ART | CRITIQUE

Speaking in Tongues

PHélène Sirven
@12 Jan 2008

Les vidéos émergent d’espaces plongés dans une ombre profonde que l’on parcourt à tâtons, pour un échange visuel pénétré de son, de voix, de musique, de violence. Une expérience de la vision, de la sensation, des métaphores, des latences produites par la représentation.

La traversée avec escales dans les espaces visuels et sonores de Steve McQueen provoque une forme d’éblouissement, un saisissement assorti d’un calme inattendu.
L’exposition et ses déroulements, jusqu’au cul-de-sac, favorisent un voyage intérieur guidé par la détermination d’un artiste à la puissante faculté créatrice. Les images émergent de l’ombre de grands couloirs, dans des sortes de chambres. Les écrans narratifs, extrêmement forts, arrêtent le regard et le sollicitent profondément.
7th November, récit terrible d’un accident tragique est un appel, une prise de conscience, face à ce qui est arrivé. Le crâne balafré, la voix amplifiée et la projection d’une image précise, en gros plan, créent une situation, celle d’un curieux face à face entre le spectateur et celui, allongé, dont on ne voit que la peau du crâne et le début des épaules. « C’est difficile », dit cette voix sans regard. Le passé resurgit à travers le langage, dans son flux. Le cadrage est ici redoutable. Il isole, contient, ouvre aussi vers ce qui n’est pas montrable, ce qui appartient à la vie propre de celui qui parle, de dos.

= = = =

CONSIGNES
**a)** Résumez la critique en deux phrases.
**b)** Reproduisez mot pour mot le passage de la critique qui commence par « ART | CRITIQUE » et va jusqu'à « le sollicitent profondément. ».
Les enregistrements ne servent pas pour ce travail.

= = = =

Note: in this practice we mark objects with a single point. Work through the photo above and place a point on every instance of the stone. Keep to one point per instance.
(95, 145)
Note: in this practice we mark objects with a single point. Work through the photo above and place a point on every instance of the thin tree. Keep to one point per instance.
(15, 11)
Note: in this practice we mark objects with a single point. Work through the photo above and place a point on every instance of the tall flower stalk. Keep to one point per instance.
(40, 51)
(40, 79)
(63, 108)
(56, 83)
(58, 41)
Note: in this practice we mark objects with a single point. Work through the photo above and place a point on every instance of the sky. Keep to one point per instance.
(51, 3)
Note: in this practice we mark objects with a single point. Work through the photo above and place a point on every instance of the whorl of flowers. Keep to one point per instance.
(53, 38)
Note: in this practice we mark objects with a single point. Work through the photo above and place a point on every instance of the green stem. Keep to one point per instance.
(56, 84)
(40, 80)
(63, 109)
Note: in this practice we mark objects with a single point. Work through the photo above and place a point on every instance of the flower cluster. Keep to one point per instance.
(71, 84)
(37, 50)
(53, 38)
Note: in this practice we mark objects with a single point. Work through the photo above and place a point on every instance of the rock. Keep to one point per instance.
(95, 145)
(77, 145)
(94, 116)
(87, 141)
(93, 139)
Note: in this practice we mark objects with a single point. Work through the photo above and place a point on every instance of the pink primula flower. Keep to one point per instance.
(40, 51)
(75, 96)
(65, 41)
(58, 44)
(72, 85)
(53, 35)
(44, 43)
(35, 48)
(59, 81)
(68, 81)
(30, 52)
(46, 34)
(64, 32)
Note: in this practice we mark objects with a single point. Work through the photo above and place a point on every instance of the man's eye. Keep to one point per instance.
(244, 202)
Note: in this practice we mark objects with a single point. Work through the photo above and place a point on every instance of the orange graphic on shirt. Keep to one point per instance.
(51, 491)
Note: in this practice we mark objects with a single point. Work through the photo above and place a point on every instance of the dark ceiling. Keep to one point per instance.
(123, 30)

= = = =

RÉPONSES RÉDIGÉES
**a)** Les vidéos de Steve McQueen surgissent d'espaces plongés dans l'ombre et offrent un échange visuel mêlé de son, de voix, de musique et de violence, qui provoque un éblouissement assorti d'un calme inattendu. Dans 7th November, récit d'un accident tragique, le gros plan sur un crâne balafré et la voix amplifiée créent un face-à-face entre le spectateur et celui qui parle, de dos.

**b)**
ART | CRITIQUE

Speaking in Tongues

PHélène Sirven
@12 Jan 2008

Les vidéos émergent d’espaces plongés dans une ombre profonde que l’on parcourt à tâtons, pour un échange visuel pénétré de son, de voix, de musique, de violence. Une expérience de la vision, de la sensation, des métaphores, des latences produites par la représentation.

La traversée avec escales dans les espaces visuels et sonores de Steve McQueen provoque une forme d’éblouissement, un saisissement assorti d’un calme inattendu.
L’exposition et ses déroulements, jusqu’au cul-de-sac, favorisent un voyage intérieur guidé par la détermination d’un artiste à la puissante faculté créatrice. Les images émergent de l’ombre de grands couloirs, dans des sortes de chambres. Les écrans narratifs, extrêmement forts, arrêtent le regard et le sollicitent profondément.